Write out the stretch of the Middle College article from "At Middle College High School, students" through "fall of 2012.", updating it so that "young people" becomes "youth".

# Exercise text
═══

Alternative High School Finds Home at SU

Kateri Town  •  The Spectator

Kateri Town • The Spectator

Jacob Ross, a senior at Middle College High School at Seattle University, is interested in studying horticulture.

“Plants have always amazed me because they’re used for everything,” said Ross. “For medicine, for burns, lotion, clothes, basically everything. That’s just really cool.”

At Middle College High School, students like Ross who seek an alternative high school experience can come and pursue their goals. A small entering class of about 25-30 receive more individualized attention, experience life on a college campus, and are encouraged to reach long-term success on both an academic and personal level.

“The main reason Seattle U is hosting a Middle College program is because they want to help the young people in the community,” Site Coordinator Beth Brunton said. “They’re here in the central area, and a lot of young people in this neighborhood who are of lower-income are struggling in school. Seattle U, because [it is] a Jesuit school and Jesuits believe in education, wants to help the young people through academics.”

The Middle College program, implemented in various Seattle locations in 1992, welcomed its first class in the fall of 2012.

“The mission is to prepare students for success in college, career and community leadership,” Brunton said. “It’s not enough to graduate from high school, we tell the students, though that’s the immediate reason they come here. We also want them to be ready for life after high school. Not just getting into college but what habits and skills are needed for finishing college. Keeping a job, not just getting a job.”

Along with helping out in the local community, Seattle U is benefitting from hosting the Middle College program on location. The Middle College is housed in the same building as Seattle U’s College of Education. This makes it easy for Seattle U students, aspiring toward a career in education, to work with the students of the Middle College.

“The College of Education has people learning how to be teachers, counselors, student development and they would like to actually interact with real-life students,” Brunton said. “They want students to talk to them about what would make their education more effective. That’s why they offered us space, that’s why they were the ones who really spoke up for having this program here.”

═══

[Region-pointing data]
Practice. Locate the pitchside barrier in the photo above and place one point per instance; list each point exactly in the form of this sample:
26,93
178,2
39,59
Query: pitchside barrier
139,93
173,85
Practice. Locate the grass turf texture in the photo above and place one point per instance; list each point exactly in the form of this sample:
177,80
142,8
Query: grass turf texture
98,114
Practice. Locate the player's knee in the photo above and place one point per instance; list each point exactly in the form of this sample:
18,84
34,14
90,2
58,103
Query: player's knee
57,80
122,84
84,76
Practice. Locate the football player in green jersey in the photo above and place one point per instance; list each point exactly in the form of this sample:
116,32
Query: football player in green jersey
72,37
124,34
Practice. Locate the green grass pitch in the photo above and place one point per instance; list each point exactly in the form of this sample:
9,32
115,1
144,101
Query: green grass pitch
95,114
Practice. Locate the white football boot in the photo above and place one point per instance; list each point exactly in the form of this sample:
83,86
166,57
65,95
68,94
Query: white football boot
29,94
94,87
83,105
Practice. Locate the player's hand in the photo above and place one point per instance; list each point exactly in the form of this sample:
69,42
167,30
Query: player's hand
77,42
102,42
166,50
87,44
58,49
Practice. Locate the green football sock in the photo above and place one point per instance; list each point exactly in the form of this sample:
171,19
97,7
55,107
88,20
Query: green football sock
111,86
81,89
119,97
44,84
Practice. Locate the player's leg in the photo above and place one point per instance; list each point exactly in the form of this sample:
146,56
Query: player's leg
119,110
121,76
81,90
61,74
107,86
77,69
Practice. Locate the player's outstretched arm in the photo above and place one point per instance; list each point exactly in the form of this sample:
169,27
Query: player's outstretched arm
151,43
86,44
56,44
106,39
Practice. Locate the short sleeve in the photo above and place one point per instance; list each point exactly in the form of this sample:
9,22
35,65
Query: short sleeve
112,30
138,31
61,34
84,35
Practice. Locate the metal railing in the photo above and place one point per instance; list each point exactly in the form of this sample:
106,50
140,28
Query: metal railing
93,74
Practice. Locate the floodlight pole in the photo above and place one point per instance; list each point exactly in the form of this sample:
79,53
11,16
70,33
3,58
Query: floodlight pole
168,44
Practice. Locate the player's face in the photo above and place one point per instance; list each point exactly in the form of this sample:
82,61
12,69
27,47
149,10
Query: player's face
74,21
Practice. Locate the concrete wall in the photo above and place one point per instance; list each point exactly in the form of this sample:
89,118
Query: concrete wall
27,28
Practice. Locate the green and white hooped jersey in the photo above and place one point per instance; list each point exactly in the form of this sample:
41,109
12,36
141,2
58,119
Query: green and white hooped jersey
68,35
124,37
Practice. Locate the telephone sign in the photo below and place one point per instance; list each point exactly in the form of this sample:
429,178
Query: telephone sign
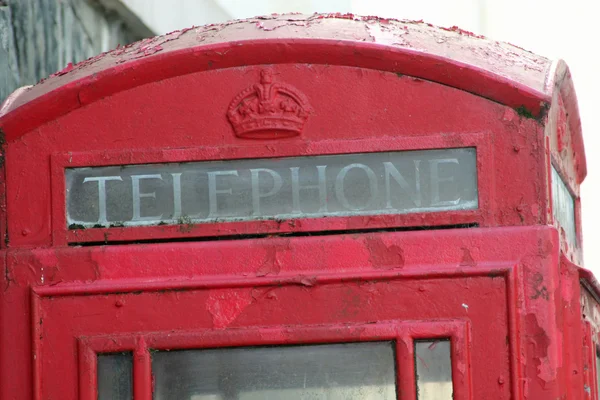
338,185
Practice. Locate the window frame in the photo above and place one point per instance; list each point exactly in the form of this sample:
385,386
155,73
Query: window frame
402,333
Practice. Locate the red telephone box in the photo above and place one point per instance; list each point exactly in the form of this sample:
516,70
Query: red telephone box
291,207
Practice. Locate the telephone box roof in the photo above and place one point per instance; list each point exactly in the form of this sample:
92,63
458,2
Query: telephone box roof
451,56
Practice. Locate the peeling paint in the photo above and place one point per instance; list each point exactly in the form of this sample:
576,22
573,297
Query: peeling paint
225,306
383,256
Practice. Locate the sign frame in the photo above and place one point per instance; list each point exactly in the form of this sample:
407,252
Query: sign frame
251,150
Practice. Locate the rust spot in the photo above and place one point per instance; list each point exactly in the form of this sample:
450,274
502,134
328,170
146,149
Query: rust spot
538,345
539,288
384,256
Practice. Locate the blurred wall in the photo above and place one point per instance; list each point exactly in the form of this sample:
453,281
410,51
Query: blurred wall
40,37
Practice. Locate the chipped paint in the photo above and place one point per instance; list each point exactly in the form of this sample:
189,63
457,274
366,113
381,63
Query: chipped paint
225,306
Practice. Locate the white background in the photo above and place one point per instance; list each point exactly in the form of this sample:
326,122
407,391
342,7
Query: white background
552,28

═══

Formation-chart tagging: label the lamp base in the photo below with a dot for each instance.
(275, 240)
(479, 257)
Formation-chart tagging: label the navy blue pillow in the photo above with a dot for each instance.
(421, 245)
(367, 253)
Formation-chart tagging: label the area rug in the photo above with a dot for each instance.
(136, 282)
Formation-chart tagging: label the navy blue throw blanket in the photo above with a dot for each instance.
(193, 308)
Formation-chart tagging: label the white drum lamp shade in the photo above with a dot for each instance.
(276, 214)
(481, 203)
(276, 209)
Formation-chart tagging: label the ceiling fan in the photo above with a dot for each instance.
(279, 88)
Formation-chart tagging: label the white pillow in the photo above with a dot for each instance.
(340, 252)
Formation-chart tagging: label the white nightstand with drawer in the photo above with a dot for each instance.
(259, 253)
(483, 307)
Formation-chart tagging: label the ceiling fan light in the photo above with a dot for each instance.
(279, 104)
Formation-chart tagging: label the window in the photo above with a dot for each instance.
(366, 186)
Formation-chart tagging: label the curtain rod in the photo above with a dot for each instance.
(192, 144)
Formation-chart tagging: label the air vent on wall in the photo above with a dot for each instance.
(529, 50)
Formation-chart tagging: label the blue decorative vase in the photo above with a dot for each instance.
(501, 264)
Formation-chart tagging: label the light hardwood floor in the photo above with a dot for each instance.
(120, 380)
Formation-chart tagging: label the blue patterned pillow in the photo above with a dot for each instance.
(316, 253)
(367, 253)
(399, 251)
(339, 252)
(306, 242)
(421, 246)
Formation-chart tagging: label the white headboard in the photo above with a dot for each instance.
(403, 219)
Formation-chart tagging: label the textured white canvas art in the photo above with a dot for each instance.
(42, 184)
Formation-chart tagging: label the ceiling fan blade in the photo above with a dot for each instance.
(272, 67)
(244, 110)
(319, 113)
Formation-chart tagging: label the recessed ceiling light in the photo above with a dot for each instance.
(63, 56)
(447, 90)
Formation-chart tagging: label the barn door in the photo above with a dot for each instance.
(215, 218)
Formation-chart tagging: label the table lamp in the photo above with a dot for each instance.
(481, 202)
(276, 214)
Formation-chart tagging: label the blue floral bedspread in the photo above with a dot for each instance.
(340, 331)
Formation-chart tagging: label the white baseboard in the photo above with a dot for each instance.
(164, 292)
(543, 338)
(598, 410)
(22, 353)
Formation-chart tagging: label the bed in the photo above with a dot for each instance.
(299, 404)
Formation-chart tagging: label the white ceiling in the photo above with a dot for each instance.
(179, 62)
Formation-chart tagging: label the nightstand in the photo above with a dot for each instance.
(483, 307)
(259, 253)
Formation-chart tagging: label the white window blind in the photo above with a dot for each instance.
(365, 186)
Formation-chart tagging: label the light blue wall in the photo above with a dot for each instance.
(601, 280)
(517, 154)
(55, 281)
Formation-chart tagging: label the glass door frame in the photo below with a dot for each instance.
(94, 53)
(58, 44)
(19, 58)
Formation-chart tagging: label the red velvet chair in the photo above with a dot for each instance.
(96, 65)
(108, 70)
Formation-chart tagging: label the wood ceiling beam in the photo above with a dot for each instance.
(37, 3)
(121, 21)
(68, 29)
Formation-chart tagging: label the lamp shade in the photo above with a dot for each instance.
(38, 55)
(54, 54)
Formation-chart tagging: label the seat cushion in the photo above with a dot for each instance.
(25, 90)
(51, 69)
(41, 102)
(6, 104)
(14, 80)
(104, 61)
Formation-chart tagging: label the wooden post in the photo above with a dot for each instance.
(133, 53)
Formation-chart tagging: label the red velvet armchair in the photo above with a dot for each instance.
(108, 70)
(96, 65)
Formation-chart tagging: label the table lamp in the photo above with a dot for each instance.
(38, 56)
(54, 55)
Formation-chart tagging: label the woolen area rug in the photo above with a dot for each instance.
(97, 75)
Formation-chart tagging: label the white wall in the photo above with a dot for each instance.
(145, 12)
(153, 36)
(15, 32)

═══

# Exercise solution
At Middle College High School, students like Ross who seek an alternative high school experience can come and pursue their goals. A small entering class of about 25-30 receive more individualized attention, experience life on a college campus, and are encouraged to reach long-term success on both an academic and personal level.

“The main reason Seattle U is hosting a Middle College program is because they want to help the youth in the community,” Site Coordinator Beth Brunton said. “They’re here in the central area, and a lot of youth in this neighborhood who are of lower-income are struggling in school. Seattle U, because [it is] a Jesuit school and Jesuits believe in education, wants to help the youth through academics.”

The Middle College program, implemented in various Seattle locations in 1992, welcomed its first class in the fall of 2012.